# What you have to do
Pull out every line of the entries below that contains the word "panel", matching case exactly.

# Data supplied
###
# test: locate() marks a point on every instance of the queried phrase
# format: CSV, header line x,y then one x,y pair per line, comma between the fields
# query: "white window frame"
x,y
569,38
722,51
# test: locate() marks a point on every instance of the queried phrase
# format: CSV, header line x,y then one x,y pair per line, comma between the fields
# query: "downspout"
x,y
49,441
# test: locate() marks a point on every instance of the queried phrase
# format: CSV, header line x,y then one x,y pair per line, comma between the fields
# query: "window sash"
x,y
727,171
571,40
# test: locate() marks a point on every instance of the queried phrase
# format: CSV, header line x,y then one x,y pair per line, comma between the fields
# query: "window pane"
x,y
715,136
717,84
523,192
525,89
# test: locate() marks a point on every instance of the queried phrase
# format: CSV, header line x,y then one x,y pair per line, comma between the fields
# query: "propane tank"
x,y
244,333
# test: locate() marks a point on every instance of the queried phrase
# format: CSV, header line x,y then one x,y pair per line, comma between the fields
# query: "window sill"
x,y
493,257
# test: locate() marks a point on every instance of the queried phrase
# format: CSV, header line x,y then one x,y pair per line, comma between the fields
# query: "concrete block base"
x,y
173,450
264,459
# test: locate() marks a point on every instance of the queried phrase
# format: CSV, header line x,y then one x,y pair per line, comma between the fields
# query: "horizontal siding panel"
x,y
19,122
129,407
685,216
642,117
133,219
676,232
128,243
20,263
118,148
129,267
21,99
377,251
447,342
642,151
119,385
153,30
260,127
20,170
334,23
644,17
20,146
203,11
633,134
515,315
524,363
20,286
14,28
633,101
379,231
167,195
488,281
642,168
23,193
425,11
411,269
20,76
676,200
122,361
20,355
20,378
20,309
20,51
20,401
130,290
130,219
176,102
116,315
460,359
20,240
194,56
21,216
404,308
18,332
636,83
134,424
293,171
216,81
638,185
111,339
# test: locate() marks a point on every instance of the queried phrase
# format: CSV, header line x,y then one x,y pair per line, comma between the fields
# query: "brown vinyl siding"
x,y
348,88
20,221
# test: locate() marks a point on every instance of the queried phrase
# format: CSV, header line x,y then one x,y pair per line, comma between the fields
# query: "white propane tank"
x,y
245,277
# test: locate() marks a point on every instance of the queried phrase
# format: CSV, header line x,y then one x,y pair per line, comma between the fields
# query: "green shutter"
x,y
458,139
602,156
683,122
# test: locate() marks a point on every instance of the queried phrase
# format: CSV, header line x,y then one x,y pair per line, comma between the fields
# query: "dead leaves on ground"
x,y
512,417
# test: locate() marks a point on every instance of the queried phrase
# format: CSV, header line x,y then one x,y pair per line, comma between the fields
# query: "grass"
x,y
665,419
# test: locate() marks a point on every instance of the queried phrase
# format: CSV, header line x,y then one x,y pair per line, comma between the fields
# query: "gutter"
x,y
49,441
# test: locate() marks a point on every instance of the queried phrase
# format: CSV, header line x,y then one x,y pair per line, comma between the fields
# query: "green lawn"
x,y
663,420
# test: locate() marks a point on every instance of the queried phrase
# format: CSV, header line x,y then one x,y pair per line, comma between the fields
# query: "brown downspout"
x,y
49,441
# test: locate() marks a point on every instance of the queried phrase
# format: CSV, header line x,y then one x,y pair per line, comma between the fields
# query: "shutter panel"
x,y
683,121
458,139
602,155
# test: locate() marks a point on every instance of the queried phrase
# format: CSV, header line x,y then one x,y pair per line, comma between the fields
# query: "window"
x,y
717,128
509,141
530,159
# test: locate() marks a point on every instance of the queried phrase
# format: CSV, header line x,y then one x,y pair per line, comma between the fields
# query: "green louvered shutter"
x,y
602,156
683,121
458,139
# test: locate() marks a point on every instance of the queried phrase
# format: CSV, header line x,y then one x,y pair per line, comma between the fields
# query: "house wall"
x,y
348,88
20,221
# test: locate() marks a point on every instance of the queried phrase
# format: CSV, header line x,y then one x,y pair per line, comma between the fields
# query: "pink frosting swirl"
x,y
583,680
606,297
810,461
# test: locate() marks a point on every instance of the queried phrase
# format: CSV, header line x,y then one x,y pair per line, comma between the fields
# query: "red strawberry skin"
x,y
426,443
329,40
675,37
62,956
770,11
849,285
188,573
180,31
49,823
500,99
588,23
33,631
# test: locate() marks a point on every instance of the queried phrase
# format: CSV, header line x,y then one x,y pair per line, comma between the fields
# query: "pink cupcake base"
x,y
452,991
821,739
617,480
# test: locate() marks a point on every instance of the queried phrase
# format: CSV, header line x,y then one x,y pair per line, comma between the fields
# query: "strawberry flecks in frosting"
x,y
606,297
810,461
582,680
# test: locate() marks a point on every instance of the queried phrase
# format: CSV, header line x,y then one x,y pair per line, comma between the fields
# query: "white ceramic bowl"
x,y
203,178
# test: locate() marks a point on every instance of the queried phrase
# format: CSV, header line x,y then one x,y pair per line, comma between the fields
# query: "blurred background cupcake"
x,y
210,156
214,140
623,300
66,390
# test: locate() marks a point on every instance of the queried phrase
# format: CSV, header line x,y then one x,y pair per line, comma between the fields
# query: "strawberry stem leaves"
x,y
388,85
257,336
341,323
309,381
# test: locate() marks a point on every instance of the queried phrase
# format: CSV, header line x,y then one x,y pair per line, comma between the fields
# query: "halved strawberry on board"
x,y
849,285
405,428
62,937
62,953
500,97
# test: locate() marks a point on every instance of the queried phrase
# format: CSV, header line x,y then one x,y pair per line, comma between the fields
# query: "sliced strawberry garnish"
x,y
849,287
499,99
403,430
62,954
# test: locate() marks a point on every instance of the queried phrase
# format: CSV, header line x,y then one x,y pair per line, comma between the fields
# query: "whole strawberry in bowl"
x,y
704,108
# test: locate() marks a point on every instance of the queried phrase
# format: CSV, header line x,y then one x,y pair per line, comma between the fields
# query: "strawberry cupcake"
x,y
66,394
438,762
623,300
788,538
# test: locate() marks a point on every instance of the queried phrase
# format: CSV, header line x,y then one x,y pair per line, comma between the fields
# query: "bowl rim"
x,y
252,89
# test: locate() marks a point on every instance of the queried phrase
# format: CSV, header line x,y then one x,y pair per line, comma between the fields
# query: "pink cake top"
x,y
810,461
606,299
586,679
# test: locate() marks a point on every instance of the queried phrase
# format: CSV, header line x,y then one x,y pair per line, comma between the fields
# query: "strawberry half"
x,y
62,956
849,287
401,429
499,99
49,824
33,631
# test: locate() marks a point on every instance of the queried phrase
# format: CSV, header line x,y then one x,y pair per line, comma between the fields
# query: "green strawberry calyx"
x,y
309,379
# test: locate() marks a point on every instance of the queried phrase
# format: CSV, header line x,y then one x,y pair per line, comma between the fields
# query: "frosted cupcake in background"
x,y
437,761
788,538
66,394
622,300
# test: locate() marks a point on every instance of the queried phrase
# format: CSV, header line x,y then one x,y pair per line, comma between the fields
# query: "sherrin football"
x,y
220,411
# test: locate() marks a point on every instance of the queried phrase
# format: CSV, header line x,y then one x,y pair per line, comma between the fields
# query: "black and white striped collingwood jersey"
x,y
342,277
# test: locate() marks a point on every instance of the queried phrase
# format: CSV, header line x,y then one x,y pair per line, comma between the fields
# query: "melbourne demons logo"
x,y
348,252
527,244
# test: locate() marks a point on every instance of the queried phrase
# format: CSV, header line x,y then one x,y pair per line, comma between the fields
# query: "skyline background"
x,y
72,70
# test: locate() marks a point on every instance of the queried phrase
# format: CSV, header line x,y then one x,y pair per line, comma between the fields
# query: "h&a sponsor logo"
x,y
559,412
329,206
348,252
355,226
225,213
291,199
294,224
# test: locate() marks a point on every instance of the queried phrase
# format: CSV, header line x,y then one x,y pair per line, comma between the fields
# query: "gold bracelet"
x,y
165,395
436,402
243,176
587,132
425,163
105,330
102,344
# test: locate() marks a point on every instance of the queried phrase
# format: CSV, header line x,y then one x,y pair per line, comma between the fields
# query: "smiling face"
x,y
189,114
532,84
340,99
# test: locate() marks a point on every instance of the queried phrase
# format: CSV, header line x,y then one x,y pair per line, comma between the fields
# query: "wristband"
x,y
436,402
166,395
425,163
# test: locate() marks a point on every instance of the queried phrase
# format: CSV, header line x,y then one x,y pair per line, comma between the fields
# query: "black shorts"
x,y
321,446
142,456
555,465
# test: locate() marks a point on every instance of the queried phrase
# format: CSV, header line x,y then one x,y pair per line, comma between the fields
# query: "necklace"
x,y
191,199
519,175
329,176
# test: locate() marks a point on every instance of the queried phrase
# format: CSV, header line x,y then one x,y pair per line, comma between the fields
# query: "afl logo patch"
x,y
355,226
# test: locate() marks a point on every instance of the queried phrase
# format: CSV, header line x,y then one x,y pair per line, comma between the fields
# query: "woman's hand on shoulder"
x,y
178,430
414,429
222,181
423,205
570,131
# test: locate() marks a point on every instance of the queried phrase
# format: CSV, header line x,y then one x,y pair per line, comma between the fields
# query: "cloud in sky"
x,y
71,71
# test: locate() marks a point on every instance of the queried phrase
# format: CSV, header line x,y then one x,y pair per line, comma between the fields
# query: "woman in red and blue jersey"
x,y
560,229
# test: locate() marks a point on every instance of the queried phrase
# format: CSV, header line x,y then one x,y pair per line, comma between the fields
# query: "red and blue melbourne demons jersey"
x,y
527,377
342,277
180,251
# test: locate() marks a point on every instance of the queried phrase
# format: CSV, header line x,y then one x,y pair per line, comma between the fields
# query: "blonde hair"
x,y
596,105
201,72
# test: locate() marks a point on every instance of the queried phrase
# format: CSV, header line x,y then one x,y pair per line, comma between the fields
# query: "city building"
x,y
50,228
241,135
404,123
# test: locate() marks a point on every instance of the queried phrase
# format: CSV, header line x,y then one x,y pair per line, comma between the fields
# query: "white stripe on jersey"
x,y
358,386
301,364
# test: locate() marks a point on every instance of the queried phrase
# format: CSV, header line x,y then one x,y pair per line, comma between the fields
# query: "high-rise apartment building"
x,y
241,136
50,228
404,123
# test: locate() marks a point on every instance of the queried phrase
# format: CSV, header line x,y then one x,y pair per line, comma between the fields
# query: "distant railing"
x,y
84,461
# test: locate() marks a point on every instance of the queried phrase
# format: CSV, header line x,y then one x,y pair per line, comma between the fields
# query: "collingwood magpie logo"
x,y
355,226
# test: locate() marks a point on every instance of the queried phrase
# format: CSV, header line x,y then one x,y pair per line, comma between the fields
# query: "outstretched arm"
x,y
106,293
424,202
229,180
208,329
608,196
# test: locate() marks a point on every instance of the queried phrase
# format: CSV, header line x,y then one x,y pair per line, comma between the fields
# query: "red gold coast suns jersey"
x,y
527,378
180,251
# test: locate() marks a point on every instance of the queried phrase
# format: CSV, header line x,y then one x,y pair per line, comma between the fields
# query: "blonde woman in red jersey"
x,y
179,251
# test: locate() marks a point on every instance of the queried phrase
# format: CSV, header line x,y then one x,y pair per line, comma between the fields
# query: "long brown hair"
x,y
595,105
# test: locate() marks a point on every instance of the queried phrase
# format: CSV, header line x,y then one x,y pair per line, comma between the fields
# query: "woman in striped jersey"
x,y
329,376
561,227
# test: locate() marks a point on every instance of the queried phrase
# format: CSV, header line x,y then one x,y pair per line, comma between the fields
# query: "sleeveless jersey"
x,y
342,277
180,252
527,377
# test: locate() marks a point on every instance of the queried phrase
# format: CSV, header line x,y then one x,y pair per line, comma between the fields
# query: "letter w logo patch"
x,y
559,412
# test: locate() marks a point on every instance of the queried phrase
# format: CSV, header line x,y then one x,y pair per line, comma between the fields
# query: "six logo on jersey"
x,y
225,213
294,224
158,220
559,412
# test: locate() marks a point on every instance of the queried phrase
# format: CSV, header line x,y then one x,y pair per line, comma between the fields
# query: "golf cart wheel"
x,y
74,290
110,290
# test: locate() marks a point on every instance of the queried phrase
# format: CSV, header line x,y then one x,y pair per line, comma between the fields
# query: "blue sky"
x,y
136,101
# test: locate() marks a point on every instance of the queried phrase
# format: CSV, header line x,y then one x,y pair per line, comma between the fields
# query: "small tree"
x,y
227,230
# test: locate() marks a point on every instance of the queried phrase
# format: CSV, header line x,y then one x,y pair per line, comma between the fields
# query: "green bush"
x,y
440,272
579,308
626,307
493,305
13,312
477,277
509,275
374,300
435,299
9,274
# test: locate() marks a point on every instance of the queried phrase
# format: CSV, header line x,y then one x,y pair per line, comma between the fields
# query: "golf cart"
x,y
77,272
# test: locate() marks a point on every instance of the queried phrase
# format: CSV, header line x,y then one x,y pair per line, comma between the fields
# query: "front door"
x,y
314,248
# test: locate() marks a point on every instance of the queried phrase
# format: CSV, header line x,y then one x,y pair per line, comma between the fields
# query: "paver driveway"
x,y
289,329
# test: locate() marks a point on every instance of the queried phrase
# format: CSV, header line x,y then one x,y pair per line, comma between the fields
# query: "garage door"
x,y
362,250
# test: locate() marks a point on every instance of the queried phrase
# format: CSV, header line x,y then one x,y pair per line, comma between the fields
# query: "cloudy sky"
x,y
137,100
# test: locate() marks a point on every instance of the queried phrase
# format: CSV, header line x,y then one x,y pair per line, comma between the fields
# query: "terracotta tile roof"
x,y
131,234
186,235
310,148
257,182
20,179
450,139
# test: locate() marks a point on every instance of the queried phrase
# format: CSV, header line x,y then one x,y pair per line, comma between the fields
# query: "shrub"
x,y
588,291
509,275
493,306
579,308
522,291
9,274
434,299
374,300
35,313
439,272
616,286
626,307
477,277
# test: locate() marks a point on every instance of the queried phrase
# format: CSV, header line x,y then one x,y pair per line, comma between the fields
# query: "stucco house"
###
# Task solution
# query: "horizontal siding panel"
# query: "shutter panel"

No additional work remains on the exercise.